§ Written task
Output the lines of the listing between the line holding "Return the mask of every instance of the side" and the line holding "MULTIPOLYGON (((203 123, 203", inclusive, as a JSON list of strings, one string per line and blank lines omitted.

§ Records for the task
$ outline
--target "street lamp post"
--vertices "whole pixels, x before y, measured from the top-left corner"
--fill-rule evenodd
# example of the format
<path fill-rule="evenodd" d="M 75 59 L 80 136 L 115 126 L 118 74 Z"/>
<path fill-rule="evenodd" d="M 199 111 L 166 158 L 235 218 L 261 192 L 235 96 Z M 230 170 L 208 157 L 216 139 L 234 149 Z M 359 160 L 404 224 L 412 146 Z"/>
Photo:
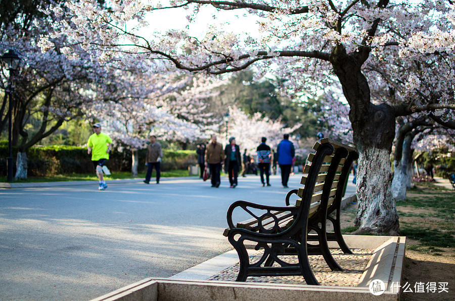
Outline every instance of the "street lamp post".
<path fill-rule="evenodd" d="M 7 159 L 8 164 L 8 181 L 13 181 L 13 86 L 12 76 L 13 72 L 19 67 L 21 58 L 12 50 L 0 57 L 2 63 L 5 64 L 6 69 L 10 71 L 10 77 L 8 78 L 8 84 L 6 92 L 8 97 L 8 157 Z"/>
<path fill-rule="evenodd" d="M 229 113 L 228 113 L 223 115 L 223 120 L 224 121 L 224 123 L 226 124 L 226 141 L 228 141 L 228 130 L 229 129 L 228 124 L 229 122 Z"/>

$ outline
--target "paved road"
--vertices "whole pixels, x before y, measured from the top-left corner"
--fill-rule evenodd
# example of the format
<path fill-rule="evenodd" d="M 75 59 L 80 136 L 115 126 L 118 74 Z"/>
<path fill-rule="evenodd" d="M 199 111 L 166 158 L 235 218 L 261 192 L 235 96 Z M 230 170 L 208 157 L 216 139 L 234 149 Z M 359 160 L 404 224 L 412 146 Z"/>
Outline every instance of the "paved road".
<path fill-rule="evenodd" d="M 0 300 L 86 300 L 169 277 L 232 249 L 222 233 L 234 201 L 282 206 L 289 190 L 278 176 L 269 187 L 253 175 L 235 189 L 221 181 L 0 190 Z"/>

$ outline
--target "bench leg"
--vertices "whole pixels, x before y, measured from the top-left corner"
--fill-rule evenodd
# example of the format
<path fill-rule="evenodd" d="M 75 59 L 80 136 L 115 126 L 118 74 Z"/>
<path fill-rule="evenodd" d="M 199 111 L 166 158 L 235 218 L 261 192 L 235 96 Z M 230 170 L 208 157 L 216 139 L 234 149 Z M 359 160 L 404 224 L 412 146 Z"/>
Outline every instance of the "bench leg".
<path fill-rule="evenodd" d="M 299 258 L 299 263 L 300 265 L 300 269 L 305 282 L 309 285 L 320 285 L 319 282 L 314 277 L 309 265 L 309 261 L 308 260 L 308 253 L 306 252 L 306 246 L 300 244 L 296 247 L 297 251 L 297 256 Z"/>
<path fill-rule="evenodd" d="M 317 233 L 317 237 L 319 238 L 319 247 L 322 253 L 324 260 L 332 271 L 343 271 L 337 262 L 334 259 L 330 250 L 329 249 L 329 245 L 327 244 L 327 228 L 324 223 L 321 223 L 321 228 L 312 227 L 311 228 Z"/>
<path fill-rule="evenodd" d="M 240 270 L 239 275 L 237 276 L 236 281 L 245 282 L 248 277 L 248 270 L 250 264 L 250 259 L 246 248 L 243 244 L 243 240 L 239 239 L 236 240 L 233 235 L 230 235 L 228 237 L 228 240 L 237 251 L 240 261 Z"/>

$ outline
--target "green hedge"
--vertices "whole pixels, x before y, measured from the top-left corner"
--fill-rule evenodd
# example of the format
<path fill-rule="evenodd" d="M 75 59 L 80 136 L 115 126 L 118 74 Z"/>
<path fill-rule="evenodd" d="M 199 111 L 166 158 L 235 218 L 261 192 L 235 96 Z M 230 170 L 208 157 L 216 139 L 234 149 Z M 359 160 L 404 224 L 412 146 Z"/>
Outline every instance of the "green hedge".
<path fill-rule="evenodd" d="M 13 158 L 16 164 L 17 148 L 13 148 Z M 161 169 L 186 169 L 197 163 L 195 150 L 163 149 Z M 139 151 L 139 172 L 145 169 L 147 149 Z M 27 152 L 28 174 L 30 176 L 52 176 L 58 174 L 87 173 L 93 171 L 90 156 L 86 147 L 68 145 L 37 146 Z M 8 143 L 0 141 L 0 175 L 6 176 Z M 107 166 L 113 172 L 131 172 L 131 152 L 124 148 L 122 152 L 113 149 Z"/>

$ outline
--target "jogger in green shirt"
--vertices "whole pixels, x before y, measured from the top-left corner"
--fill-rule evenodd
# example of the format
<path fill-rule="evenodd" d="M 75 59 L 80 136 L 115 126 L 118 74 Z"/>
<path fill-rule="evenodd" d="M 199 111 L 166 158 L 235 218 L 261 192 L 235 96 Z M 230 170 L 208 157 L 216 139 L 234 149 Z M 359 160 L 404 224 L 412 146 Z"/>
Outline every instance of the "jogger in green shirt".
<path fill-rule="evenodd" d="M 89 155 L 92 154 L 93 168 L 100 180 L 100 187 L 98 189 L 104 190 L 107 187 L 107 185 L 104 180 L 103 172 L 104 171 L 106 174 L 110 174 L 109 169 L 105 164 L 106 161 L 109 159 L 109 152 L 111 150 L 112 140 L 109 136 L 101 132 L 100 123 L 95 123 L 93 125 L 93 128 L 94 133 L 88 137 L 88 141 L 87 143 L 88 149 L 87 152 Z"/>

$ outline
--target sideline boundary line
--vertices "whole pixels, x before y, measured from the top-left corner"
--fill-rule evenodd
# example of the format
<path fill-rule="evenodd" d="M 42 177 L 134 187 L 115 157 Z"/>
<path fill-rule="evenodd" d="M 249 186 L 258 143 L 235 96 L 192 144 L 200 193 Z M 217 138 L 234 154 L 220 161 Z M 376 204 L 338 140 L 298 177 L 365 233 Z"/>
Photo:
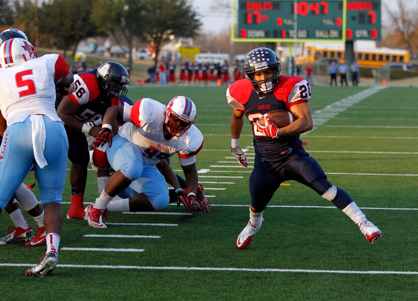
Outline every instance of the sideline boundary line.
<path fill-rule="evenodd" d="M 36 264 L 0 263 L 0 267 L 31 267 Z M 305 273 L 311 274 L 361 274 L 368 275 L 418 275 L 414 271 L 355 271 L 347 270 L 307 270 L 304 269 L 254 269 L 250 268 L 215 268 L 205 267 L 153 267 L 148 266 L 113 266 L 58 264 L 60 268 L 109 269 L 116 270 L 156 270 L 163 271 L 201 271 L 218 272 L 259 272 L 264 273 Z"/>

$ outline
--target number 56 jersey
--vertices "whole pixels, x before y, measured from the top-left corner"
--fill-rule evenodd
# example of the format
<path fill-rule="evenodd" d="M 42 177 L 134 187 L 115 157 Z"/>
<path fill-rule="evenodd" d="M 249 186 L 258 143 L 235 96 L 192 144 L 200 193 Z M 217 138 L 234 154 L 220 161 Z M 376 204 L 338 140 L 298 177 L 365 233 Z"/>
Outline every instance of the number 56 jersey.
<path fill-rule="evenodd" d="M 164 139 L 166 106 L 151 98 L 143 98 L 133 106 L 125 105 L 119 135 L 140 147 L 144 161 L 156 165 L 160 160 L 178 153 L 182 165 L 193 164 L 195 155 L 203 147 L 203 135 L 194 125 L 180 137 Z"/>
<path fill-rule="evenodd" d="M 0 68 L 0 110 L 8 126 L 43 114 L 61 121 L 55 110 L 55 83 L 68 72 L 59 54 L 46 54 L 10 68 Z"/>
<path fill-rule="evenodd" d="M 227 90 L 228 103 L 234 109 L 244 111 L 250 122 L 254 135 L 253 144 L 256 155 L 261 160 L 275 162 L 289 148 L 302 144 L 299 135 L 282 136 L 277 139 L 266 137 L 257 131 L 256 122 L 263 115 L 274 110 L 291 111 L 292 106 L 307 102 L 311 98 L 311 87 L 298 76 L 281 75 L 271 93 L 258 94 L 248 80 L 237 81 Z"/>

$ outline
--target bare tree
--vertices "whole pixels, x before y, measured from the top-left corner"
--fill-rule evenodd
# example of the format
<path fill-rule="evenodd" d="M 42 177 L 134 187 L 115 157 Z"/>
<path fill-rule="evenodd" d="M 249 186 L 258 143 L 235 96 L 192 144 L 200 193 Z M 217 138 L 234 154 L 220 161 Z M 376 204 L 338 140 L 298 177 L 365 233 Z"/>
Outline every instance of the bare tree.
<path fill-rule="evenodd" d="M 396 3 L 394 4 L 395 1 Z M 413 56 L 416 50 L 414 47 L 414 44 L 416 44 L 414 38 L 416 38 L 415 34 L 418 30 L 418 19 L 416 17 L 418 10 L 416 3 L 405 0 L 391 1 L 391 6 L 389 6 L 388 1 L 383 3 L 389 18 L 389 28 L 394 31 L 393 33 L 397 33 L 401 37 L 402 41 Z M 397 9 L 393 9 L 394 7 Z"/>

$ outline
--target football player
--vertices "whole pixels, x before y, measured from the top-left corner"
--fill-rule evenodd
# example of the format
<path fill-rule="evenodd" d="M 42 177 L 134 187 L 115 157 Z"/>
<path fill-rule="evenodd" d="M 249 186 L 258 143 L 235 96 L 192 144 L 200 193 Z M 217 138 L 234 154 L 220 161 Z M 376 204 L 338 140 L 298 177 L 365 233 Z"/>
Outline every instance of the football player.
<path fill-rule="evenodd" d="M 58 106 L 57 112 L 65 125 L 72 162 L 69 172 L 71 205 L 66 218 L 84 218 L 83 200 L 90 160 L 86 134 L 95 137 L 101 127 L 102 117 L 106 109 L 119 105 L 128 92 L 129 75 L 126 68 L 115 62 L 102 64 L 91 71 L 74 75 L 74 90 Z M 117 130 L 117 127 L 114 126 Z M 100 181 L 107 181 L 108 171 L 98 171 Z"/>
<path fill-rule="evenodd" d="M 367 220 L 350 195 L 327 179 L 321 166 L 309 156 L 299 135 L 312 130 L 312 116 L 308 101 L 311 88 L 297 76 L 280 75 L 282 70 L 274 52 L 257 48 L 248 52 L 244 66 L 247 79 L 236 81 L 227 90 L 228 103 L 234 108 L 231 119 L 231 151 L 244 167 L 248 160 L 240 148 L 244 115 L 254 135 L 255 158 L 249 179 L 251 197 L 250 220 L 238 236 L 236 246 L 246 247 L 264 223 L 263 212 L 282 183 L 295 180 L 312 188 L 332 202 L 360 227 L 373 243 L 382 236 L 379 228 Z M 277 128 L 267 113 L 273 110 L 291 112 L 297 119 Z M 261 126 L 258 119 L 267 121 Z"/>
<path fill-rule="evenodd" d="M 0 147 L 0 212 L 33 165 L 45 211 L 47 249 L 26 275 L 43 277 L 58 263 L 68 151 L 63 124 L 54 107 L 56 85 L 69 88 L 73 74 L 61 55 L 36 58 L 32 44 L 18 38 L 0 47 L 0 110 L 8 124 Z"/>
<path fill-rule="evenodd" d="M 118 117 L 126 122 L 112 140 L 112 126 Z M 118 206 L 130 211 L 160 210 L 169 201 L 168 189 L 164 176 L 156 164 L 178 153 L 186 177 L 187 196 L 171 168 L 166 175 L 174 186 L 180 201 L 189 210 L 200 209 L 209 212 L 209 202 L 201 202 L 196 196 L 198 176 L 196 155 L 203 146 L 203 135 L 193 124 L 196 107 L 184 96 L 177 96 L 167 106 L 151 98 L 143 98 L 133 106 L 112 107 L 103 117 L 102 130 L 96 138 L 95 147 L 106 149 L 112 168 L 116 170 L 100 196 L 87 208 L 89 224 L 95 228 L 107 227 L 103 222 L 106 207 L 118 193 L 136 181 L 141 193 L 123 200 Z M 123 154 L 123 155 L 121 154 Z M 132 164 L 134 162 L 135 164 Z M 169 165 L 166 162 L 166 166 Z M 95 163 L 95 165 L 96 164 Z M 163 171 L 164 173 L 164 171 Z M 121 201 L 114 201 L 115 202 Z M 114 206 L 116 203 L 111 206 Z"/>
<path fill-rule="evenodd" d="M 23 31 L 15 28 L 7 29 L 0 33 L 0 46 L 8 40 L 19 38 L 27 40 L 26 35 Z M 35 56 L 36 56 L 35 52 Z M 0 141 L 3 140 L 4 132 L 7 127 L 6 120 L 0 114 Z M 22 213 L 18 202 L 23 206 L 28 213 L 33 217 L 38 223 L 38 232 L 34 237 L 33 230 L 28 224 Z M 23 239 L 27 241 L 26 246 L 42 246 L 46 244 L 46 233 L 43 224 L 44 211 L 38 203 L 36 197 L 24 184 L 21 184 L 16 191 L 14 197 L 5 208 L 14 225 L 9 227 L 7 234 L 0 240 L 5 242 Z M 30 240 L 30 241 L 29 241 Z"/>

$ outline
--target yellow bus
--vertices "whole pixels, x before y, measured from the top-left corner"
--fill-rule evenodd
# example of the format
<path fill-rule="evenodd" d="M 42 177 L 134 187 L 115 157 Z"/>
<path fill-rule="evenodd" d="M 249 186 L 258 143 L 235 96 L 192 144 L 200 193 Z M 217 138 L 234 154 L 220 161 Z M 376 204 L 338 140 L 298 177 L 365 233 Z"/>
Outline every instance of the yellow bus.
<path fill-rule="evenodd" d="M 296 64 L 312 64 L 321 58 L 335 58 L 342 63 L 345 52 L 343 47 L 343 44 L 341 44 L 340 47 L 308 45 L 304 49 L 304 54 L 296 59 Z M 376 48 L 356 50 L 354 53 L 362 67 L 380 68 L 391 63 L 409 63 L 409 53 L 403 49 Z"/>

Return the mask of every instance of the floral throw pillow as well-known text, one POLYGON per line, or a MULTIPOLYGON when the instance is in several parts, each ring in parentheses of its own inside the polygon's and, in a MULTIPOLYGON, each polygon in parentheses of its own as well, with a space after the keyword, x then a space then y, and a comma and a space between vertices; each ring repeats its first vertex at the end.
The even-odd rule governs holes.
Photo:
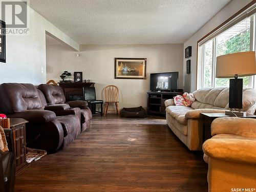
POLYGON ((182 95, 177 95, 174 97, 175 105, 186 106, 186 100, 182 95))
POLYGON ((190 106, 195 100, 192 93, 187 92, 174 97, 174 103, 177 106, 190 106))
POLYGON ((186 106, 190 106, 192 103, 196 100, 196 99, 195 99, 193 94, 191 93, 188 93, 187 92, 185 92, 183 93, 182 96, 183 96, 187 103, 186 105, 186 106))

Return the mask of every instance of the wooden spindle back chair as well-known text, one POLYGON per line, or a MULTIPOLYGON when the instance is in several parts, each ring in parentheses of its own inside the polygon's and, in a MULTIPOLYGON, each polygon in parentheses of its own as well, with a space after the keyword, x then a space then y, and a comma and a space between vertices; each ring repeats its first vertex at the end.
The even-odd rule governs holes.
POLYGON ((119 91, 118 88, 115 86, 108 86, 105 87, 104 89, 104 93, 105 94, 105 102, 106 103, 104 115, 108 113, 109 104, 110 103, 115 103, 116 105, 116 112, 117 114, 119 114, 118 97, 119 96, 119 91))

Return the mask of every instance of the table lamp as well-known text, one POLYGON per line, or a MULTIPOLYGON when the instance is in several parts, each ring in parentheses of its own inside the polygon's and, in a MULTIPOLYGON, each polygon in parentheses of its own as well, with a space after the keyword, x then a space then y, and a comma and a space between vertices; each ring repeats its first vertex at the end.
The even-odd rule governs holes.
POLYGON ((226 115, 244 116, 243 108, 243 79, 256 74, 255 51, 247 51, 221 55, 217 57, 216 78, 232 78, 229 79, 229 108, 226 115), (234 109, 238 111, 232 111, 234 109))

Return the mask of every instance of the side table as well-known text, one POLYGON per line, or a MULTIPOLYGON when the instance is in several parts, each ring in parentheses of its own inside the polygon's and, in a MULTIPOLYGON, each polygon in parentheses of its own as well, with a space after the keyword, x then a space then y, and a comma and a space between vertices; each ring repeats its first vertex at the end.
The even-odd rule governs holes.
MULTIPOLYGON (((203 123, 203 142, 210 139, 211 135, 211 125, 213 120, 219 117, 233 117, 233 116, 227 115, 225 113, 201 113, 201 119, 203 123)), ((256 115, 246 114, 246 116, 239 116, 238 118, 251 118, 256 119, 256 115)))
POLYGON ((10 119, 10 129, 13 132, 16 174, 27 166, 26 159, 26 123, 28 121, 24 119, 10 119))

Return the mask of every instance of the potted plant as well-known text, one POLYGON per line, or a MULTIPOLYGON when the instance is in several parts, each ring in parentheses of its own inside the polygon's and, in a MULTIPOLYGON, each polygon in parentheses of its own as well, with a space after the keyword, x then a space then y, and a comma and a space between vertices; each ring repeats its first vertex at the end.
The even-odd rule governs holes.
POLYGON ((65 80, 65 78, 67 76, 71 76, 71 73, 69 72, 68 71, 65 71, 63 72, 63 73, 60 76, 60 78, 62 79, 62 81, 61 82, 70 82, 69 80, 65 80))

§ Result of the exercise
[
  "Return the mask of every instance of the side table as well-known text, one POLYGON per line, or a MULTIPOLYGON when the instance is in several parts, each ring in parentheses of its own inside the polygon's and, in a MULTIPOLYGON, each polygon in parentheses of its own as well, with a space after the keyword, x then a space then y, and a comma and a space between vertices; each ring repeats its first vertex at the end.",
  "The even-odd rule governs holes.",
  "MULTIPOLYGON (((203 123, 203 142, 210 139, 211 135, 211 125, 213 120, 219 117, 233 117, 233 116, 227 115, 225 113, 201 113, 201 119, 203 123)), ((256 115, 246 114, 246 116, 239 116, 238 118, 251 118, 256 119, 256 115)))"
]